> _Problem requirements_:
Rewrite the data from the line with "Task: point to every instance of the carpet" to the line with "[[458, 211]]", replacing "wooden wall" with "timber wall" and leaving everything else unchanged.

Pointing records
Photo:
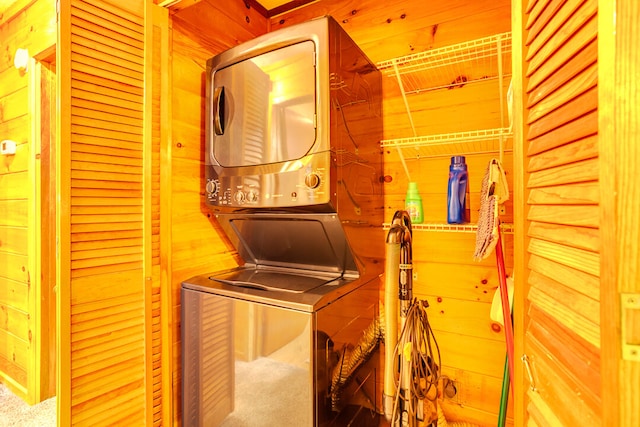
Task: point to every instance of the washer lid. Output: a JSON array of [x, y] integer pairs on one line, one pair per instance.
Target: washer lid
[[265, 280]]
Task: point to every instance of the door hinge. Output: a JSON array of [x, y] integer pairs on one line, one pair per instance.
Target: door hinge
[[630, 331]]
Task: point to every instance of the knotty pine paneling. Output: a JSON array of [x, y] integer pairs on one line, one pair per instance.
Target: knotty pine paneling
[[458, 289], [563, 215]]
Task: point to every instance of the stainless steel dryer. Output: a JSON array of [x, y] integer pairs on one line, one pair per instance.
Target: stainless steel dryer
[[293, 174]]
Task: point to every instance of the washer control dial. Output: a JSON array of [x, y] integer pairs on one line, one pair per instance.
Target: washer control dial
[[312, 180], [239, 197], [212, 187]]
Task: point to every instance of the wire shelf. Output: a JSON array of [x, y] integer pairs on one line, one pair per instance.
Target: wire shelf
[[485, 141], [453, 228], [452, 66]]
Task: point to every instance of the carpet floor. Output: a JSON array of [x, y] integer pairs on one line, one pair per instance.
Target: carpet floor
[[14, 412]]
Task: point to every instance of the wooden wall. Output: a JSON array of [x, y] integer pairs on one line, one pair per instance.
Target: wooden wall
[[28, 25], [458, 289], [561, 168], [195, 243]]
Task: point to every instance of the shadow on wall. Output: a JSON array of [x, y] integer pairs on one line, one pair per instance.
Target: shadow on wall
[[15, 412]]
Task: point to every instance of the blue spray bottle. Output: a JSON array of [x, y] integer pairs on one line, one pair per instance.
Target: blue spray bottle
[[458, 211]]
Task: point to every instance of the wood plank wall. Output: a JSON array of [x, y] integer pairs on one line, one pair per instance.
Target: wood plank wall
[[104, 230], [28, 25], [196, 246], [458, 289]]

> _Written answer_:
Task: point to every instance of the carpet floor. Output: a JSON array of [x, y] integer pairs on one line, one pair per instance.
Target: carpet floor
[[14, 412]]
Task: point to every instance of the timber wall. Output: a JSON array of [x, y] integer pairs on one line, one pair per instance.
Target: timber wall
[[28, 25], [458, 289], [561, 168], [195, 243]]
Task: point to every instance of the shadow on wall. Output: a JSON array of [x, y] integer pairs on one line, one pair per instance.
Target: shadow on wall
[[15, 412]]
Task: point to every instance of the blue spray bottle. Output: a JSON array of [x, y] integer pairs on one line, one pair per instance.
Target: blue spray bottle
[[458, 211]]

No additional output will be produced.